*** Data for processing Section Begins ***

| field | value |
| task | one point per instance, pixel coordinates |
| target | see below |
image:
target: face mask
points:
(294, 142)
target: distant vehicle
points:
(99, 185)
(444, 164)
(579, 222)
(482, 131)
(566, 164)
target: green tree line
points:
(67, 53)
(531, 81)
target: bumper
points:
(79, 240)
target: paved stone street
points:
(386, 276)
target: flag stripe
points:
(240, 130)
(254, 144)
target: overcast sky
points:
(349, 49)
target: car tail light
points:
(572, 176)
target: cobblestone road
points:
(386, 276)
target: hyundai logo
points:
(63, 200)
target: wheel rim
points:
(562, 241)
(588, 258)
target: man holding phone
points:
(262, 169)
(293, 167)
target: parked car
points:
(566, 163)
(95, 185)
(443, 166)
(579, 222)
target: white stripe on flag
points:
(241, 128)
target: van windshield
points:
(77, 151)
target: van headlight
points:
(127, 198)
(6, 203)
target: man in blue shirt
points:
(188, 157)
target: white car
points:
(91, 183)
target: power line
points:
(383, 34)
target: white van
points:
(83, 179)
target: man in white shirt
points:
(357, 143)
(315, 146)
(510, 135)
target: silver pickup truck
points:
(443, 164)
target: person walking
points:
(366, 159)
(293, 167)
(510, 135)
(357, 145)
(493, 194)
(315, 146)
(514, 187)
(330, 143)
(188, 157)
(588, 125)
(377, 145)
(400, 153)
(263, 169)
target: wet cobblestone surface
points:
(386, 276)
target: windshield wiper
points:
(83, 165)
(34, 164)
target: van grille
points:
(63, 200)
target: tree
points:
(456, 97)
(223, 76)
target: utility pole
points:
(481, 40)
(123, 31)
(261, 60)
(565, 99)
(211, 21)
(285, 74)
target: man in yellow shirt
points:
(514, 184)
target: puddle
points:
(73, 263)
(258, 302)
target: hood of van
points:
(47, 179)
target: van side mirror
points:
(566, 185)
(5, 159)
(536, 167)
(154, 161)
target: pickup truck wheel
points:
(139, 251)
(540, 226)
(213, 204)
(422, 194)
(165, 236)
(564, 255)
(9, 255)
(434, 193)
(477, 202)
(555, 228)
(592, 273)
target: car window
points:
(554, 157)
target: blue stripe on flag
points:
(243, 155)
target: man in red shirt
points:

*** Data for processing Section Ends ***

### What the task requires
Repeat, word for word, the lines from the start of the records to the line that contains "target: man holding phone", both of them included, and no others.

### Answer
| field | value |
| task | one point per instance, pixel coordinates |
| target | see below |
image:
target: face mask
points:
(294, 142)
target: distant vehicle
points:
(99, 185)
(444, 164)
(579, 222)
(482, 131)
(566, 164)
target: green tree line
points:
(67, 53)
(531, 81)
target: bumper
points:
(79, 240)
target: paved stone street
points:
(386, 276)
target: flag stripe
points:
(240, 130)
(254, 144)
target: overcast sky
points:
(349, 49)
target: car tail light
points:
(572, 176)
target: cobblestone road
points:
(386, 276)
target: hyundai logo
points:
(63, 200)
target: wheel rim
points:
(562, 241)
(588, 258)
target: man holding phone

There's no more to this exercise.